**Your task:** Your response should contain every line from the data below that holds the string "field".

**Listed entries:**
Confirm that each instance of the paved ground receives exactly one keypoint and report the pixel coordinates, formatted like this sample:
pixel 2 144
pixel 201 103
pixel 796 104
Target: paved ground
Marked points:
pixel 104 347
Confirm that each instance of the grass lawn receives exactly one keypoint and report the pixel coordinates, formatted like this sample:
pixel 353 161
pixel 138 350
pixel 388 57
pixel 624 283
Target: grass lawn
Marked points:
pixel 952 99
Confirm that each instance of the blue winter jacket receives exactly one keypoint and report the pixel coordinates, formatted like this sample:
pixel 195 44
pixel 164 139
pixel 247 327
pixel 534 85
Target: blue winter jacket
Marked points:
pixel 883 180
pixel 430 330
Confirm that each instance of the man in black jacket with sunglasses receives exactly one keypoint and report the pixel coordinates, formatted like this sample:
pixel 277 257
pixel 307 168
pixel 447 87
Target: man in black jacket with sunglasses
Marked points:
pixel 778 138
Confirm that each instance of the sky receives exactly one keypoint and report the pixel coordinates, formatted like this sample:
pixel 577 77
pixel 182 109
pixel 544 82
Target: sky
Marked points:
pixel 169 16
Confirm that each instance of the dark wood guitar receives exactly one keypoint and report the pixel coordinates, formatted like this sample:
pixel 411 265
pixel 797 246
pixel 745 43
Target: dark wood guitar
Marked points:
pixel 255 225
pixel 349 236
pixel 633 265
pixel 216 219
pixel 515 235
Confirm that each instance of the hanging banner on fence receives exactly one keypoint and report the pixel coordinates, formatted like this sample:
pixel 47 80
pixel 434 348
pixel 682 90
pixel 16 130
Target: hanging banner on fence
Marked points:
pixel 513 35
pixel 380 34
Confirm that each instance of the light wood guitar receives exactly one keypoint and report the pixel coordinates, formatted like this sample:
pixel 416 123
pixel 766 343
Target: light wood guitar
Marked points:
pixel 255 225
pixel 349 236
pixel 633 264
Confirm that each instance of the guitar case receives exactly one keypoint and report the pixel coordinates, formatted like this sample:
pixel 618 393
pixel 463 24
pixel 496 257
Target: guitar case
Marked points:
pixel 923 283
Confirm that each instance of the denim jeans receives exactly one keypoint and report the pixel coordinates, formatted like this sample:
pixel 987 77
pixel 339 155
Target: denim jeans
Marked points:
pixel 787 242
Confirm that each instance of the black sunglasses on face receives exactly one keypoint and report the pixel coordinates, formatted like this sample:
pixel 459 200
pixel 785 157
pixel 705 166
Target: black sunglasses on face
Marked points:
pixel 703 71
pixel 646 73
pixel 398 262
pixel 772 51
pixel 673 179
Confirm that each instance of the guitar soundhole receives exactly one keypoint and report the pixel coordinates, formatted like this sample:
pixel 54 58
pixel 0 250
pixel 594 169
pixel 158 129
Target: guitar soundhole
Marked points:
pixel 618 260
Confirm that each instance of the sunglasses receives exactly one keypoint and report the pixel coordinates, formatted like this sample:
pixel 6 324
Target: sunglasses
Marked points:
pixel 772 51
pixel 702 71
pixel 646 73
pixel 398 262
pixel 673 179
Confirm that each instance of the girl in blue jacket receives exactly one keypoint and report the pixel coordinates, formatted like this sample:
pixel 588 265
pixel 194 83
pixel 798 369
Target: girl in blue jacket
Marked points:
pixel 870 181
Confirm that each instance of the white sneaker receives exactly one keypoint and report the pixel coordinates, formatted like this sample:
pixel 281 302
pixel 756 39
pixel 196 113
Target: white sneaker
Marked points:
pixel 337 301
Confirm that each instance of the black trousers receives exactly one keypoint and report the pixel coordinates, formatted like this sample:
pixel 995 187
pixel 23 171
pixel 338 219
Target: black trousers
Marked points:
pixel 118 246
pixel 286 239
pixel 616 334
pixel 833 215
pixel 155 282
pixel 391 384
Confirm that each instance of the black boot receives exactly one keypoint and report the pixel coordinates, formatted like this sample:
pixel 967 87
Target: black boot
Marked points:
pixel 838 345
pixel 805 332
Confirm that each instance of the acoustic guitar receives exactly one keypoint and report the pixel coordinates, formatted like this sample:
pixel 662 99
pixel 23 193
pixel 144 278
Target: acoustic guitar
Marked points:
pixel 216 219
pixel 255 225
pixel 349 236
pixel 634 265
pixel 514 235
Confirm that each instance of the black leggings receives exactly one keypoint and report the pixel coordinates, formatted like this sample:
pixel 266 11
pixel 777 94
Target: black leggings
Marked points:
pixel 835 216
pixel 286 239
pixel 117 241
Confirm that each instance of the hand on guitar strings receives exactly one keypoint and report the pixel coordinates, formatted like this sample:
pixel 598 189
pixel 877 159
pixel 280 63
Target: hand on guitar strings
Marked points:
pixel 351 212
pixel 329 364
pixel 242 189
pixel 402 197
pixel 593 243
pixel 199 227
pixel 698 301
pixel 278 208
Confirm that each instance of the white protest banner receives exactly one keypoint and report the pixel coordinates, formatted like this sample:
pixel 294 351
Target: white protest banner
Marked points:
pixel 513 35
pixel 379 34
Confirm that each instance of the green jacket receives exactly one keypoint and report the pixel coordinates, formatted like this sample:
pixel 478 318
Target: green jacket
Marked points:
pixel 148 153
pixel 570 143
---
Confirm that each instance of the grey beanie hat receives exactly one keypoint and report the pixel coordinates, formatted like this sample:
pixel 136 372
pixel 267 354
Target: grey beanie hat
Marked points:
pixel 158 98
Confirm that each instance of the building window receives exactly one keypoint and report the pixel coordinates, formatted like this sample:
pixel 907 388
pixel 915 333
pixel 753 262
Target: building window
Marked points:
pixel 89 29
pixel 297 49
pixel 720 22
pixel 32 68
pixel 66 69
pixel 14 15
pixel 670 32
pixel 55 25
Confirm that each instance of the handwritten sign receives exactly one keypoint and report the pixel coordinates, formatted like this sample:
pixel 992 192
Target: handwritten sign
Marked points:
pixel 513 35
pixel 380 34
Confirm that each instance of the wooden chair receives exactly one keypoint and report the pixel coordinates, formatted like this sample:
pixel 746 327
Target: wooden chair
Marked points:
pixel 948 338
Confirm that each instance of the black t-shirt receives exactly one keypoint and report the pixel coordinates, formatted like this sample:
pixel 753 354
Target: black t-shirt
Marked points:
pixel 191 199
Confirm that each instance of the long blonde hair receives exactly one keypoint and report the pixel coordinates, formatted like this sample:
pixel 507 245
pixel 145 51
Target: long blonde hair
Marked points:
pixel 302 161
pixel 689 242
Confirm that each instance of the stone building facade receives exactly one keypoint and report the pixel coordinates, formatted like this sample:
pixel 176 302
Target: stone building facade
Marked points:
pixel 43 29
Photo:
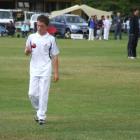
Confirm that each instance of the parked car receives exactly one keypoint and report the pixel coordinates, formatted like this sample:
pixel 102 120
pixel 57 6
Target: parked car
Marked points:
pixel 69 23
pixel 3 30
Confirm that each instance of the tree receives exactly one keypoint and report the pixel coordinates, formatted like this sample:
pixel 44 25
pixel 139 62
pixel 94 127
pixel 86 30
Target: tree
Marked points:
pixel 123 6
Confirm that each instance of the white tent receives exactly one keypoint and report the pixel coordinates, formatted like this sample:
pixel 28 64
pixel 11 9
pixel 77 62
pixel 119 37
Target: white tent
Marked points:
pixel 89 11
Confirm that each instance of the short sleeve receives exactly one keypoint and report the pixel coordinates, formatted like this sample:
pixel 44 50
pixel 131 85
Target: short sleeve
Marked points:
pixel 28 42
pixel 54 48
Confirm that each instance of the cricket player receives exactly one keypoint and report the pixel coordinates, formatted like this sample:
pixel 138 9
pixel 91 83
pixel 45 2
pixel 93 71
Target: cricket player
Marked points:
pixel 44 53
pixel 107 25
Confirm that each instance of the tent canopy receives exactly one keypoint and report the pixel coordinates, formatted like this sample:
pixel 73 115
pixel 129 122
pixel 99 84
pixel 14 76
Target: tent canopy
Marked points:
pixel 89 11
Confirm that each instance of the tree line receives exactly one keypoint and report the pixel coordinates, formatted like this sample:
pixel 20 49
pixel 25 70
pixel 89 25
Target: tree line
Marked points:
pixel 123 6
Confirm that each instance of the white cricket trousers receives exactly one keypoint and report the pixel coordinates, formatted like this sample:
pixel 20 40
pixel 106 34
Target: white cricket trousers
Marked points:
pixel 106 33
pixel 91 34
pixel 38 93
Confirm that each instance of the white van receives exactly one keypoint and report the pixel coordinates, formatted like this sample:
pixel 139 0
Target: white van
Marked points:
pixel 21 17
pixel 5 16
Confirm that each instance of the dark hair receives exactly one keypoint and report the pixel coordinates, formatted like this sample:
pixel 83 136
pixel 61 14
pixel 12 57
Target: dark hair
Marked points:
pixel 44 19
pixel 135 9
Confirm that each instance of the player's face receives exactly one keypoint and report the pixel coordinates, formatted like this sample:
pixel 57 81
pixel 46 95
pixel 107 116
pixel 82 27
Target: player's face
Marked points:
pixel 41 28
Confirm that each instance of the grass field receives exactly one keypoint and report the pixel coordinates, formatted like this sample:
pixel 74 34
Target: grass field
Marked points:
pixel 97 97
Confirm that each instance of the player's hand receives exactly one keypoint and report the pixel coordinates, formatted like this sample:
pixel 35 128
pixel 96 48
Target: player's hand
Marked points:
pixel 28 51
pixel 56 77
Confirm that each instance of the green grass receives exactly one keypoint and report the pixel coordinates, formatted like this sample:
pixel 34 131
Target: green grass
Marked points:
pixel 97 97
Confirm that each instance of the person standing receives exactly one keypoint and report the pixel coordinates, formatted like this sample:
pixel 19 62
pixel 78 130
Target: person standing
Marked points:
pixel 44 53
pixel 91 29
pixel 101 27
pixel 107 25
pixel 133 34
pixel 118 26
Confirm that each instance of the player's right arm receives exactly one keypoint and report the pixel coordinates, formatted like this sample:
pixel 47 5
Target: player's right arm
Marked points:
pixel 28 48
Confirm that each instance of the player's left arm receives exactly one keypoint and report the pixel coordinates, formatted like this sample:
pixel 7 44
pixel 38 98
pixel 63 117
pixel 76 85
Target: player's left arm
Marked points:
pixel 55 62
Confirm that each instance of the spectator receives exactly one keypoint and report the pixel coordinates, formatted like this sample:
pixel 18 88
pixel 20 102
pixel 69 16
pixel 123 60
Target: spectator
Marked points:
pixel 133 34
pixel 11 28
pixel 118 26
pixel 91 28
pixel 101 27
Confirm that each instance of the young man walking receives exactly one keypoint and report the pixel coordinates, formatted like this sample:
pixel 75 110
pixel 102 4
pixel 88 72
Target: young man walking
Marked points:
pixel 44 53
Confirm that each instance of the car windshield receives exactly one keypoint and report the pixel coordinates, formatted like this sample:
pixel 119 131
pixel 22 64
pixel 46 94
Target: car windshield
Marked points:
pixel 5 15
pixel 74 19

**Answer for the task:**
Confirm that each instance of the grass field receives exactly one keypoint and report the pixel coordinates, formatted like this sample:
Target: grass field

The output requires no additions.